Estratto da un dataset
═══
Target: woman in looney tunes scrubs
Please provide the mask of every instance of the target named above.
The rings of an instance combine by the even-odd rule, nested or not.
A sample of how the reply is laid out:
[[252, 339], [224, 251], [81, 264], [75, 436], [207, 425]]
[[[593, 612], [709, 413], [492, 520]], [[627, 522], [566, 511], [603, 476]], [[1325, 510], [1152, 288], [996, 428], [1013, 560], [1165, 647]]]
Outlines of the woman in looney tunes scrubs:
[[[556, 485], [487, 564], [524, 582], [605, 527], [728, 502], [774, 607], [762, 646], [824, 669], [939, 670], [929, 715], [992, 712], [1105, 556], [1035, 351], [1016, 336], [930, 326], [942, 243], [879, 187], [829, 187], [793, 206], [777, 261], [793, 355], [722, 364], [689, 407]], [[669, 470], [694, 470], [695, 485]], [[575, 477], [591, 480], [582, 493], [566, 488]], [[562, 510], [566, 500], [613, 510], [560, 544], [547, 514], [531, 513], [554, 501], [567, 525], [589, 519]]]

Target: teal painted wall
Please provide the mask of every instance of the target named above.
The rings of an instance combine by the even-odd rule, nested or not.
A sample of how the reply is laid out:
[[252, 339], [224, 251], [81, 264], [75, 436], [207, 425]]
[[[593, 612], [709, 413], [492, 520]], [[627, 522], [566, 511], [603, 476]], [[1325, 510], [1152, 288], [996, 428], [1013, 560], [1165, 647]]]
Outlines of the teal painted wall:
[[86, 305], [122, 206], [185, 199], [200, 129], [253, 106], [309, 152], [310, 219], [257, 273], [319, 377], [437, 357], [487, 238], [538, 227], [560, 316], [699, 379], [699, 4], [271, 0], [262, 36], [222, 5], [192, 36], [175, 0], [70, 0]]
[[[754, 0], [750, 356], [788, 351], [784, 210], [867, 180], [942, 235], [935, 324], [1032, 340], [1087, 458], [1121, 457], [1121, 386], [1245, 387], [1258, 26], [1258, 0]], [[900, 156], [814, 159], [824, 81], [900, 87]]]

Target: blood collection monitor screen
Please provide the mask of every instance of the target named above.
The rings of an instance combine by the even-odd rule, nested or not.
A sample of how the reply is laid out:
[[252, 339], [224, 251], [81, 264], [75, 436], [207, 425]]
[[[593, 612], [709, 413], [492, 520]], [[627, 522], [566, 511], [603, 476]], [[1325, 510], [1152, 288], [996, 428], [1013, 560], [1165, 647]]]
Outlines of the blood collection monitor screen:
═══
» Problema assegnato: Ricopia senza alcuna modifica le righe delle voci soprastanti, dalla riga che contiene "Target: blood collection monitor screen" fino all'ultima riga delle voci, estremi inclusi.

» Risposta al compito:
Target: blood collection monitor screen
Please provide the mask of every instance of the target named above.
The rings of an instance combine by the even-odd rule, nested or not.
A sample of how the reply is laid out:
[[252, 339], [224, 251], [81, 264], [75, 436], [207, 425]]
[[[593, 612], [709, 413], [492, 520]], [[627, 522], [566, 511], [603, 476]], [[1325, 510], [1152, 288], [996, 428], [1013, 560], [1165, 647]]]
Outlines of the blood collection monitor screen:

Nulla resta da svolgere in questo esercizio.